__TEXTO DE APOIO__.
───

Pedro Tavares é escritor, jornalista e roteirista.
Como você começa o seu dia? Você tem uma rotina matinal?
Não. Sou bastante desregrado. Talvez essa não seja a melhor resposta, mas é verdade. Como eu não vivo da literatura, minha rotina de escrita varia muito. Não consigo estabelecer um horário certo para escrever nem separar uma determinada quantidade de tempo. Até acho que no meu caso não funcionaria. Eu escrevo o que consigo escrever naquele momento, meia página ou trinta, o que sair.
Há dias em que não escrevo nada para mim, não consigo criar algo utilizável. De qualquer jeito, sempre escrevo.
Em que hora do dia você sente que trabalha melhor? Você tem algum ritual de preparação para a escrita?

───

__MATERIAL FORNECIDO__.
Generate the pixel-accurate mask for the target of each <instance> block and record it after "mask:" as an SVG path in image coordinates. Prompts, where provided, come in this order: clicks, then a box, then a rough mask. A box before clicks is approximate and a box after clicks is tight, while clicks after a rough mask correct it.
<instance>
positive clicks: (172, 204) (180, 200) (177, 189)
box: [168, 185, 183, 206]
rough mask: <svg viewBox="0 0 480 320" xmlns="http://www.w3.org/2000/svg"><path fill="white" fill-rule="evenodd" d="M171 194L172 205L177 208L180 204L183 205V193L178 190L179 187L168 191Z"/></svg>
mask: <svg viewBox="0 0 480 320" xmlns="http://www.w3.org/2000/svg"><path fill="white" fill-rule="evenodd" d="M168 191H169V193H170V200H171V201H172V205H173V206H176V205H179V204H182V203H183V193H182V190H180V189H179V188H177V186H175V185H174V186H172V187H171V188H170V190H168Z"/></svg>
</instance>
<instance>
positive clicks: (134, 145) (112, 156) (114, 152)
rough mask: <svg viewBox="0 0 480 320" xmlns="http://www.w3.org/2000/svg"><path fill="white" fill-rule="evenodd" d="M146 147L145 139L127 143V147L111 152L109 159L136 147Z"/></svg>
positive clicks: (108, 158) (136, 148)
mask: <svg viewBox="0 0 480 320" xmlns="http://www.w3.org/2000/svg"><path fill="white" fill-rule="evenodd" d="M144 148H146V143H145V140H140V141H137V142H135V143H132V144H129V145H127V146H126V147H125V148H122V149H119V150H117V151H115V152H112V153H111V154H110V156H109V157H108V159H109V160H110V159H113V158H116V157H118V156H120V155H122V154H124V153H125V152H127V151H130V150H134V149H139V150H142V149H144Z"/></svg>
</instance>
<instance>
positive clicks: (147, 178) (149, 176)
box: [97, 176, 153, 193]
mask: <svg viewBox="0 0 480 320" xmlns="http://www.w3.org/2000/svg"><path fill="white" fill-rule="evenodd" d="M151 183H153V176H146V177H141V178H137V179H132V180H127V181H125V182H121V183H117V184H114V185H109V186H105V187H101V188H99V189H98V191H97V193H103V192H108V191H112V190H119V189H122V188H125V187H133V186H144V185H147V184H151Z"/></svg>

───

__INSTRUÇÕES DO EXERCÍCIO__. De acordo com a entrevista com Pedro Tavares, por que a rotina de escrita dele varia muito? As linhas provêm de uma fonte distinta da do texto.

__RESPOSTA__. Porque ele não vive da literatura.